One of catchphrases in film studies is, of course, ‘film is a 
language’. But Metz did at least clarify some of the confusions 
surrounding this phrase. Another, worse catchphrase is the often-heard 
statement ‘film is a language is meaningless’. Such statements prevent 
us from thinking about the problem.

I have at least attempted to investigate the ‘film is a language’ 
catchphrase in Chapter 1 of my recently published book _The Cognitive 
Semiotics of Film_ (Cambridge University Press, 2000), and in my paper 
‘Film Semiotics’ in Miller and Stam (eds) _A Companion to Film Theory_ 
(Blackwell, 1999). I concluded that the very idea of ‘film language’ 
for film semioticians is not simply an analogy (as it was in the 
pre-linguistic film-language comparisons of Raymond Spottiswoode, the 
filmology movement, etc.), for the semioticians’ analysis of film is 
not premised on identifying any direct resemblance between film and 
natural language. Instead, film semioticians argue that film is a 
medium that possesses its own distinctive, underlying system of codes 
that confers intelligibility on and lends structure to all films. (The 
term ‘code’ is simply a term that designates the underlying system that 
constitutes the specificity of, lends structure to, and confers 
intelligibility on phenomena.)

* [Supplied material]
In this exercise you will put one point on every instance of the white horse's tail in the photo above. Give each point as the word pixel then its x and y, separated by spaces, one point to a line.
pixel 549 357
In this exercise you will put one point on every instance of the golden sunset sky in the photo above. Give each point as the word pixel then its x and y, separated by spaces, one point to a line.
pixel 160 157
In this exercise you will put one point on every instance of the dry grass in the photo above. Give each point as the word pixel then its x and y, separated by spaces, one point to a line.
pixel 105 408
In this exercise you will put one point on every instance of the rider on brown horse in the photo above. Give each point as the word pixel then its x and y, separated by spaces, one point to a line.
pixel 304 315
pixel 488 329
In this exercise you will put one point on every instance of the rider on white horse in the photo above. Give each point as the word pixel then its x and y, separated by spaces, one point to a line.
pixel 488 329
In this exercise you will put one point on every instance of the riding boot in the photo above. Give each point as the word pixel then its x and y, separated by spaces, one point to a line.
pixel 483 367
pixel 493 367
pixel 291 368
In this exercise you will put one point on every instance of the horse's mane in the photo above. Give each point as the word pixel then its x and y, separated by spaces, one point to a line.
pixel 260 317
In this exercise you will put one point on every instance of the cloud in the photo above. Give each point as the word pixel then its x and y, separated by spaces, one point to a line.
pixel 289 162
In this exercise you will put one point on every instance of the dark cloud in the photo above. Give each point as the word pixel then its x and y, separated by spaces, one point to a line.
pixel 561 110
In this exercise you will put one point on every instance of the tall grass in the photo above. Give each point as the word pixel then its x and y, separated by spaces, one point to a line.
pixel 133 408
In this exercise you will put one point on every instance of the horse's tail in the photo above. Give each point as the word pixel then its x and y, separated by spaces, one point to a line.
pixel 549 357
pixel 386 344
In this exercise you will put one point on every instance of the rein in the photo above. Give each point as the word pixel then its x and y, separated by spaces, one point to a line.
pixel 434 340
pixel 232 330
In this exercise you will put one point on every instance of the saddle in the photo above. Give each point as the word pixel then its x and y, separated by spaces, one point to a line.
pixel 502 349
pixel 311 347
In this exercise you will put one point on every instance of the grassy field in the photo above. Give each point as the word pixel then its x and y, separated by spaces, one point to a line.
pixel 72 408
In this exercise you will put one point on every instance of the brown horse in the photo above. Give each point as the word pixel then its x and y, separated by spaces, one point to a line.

* [Challenge A] List every person named in the film-language passage.
* [Challenge B] Rewrite the film-language passage from "One of catchphrases" down to "about the problem.", putting "misunderstandings" in place of "confusions".
* [Challenge C] Does the film-language passage support each statement? (i) The semioticians' analysis of film rests on a direct resemblance between film and natural language. (ii) The book on the cognitive semiotics of film came out from Cambridge University Press in 2000. (iii) The passage ranks the statement ‘film is a language is meaningless’ as a worse catchphrase than ‘film is a language’.
Answer using only the film-language passage.

* [Reply A] Metz, Miller, Stam, Raymond Spottiswoode

* [Reply B]
One of catchphrases in film studies is, of course, ‘film is a 
language’. But Metz did at least clarify some of the misunderstandings 
surrounding this phrase. Another, worse catchphrase is the often-heard 
statement ‘film is a language is meaningless’. Such statements prevent 
us from thinking about the problem.

* [Reply C]
(i) No: "the semioticians’ analysis of film is not premised on identifying any direct resemblance between film and natural language."
(ii) Yes: "(Cambridge University Press, 2000)"
(iii) Yes: "Another, worse catchphrase is the often-heard statement ‘film is a language is meaningless’."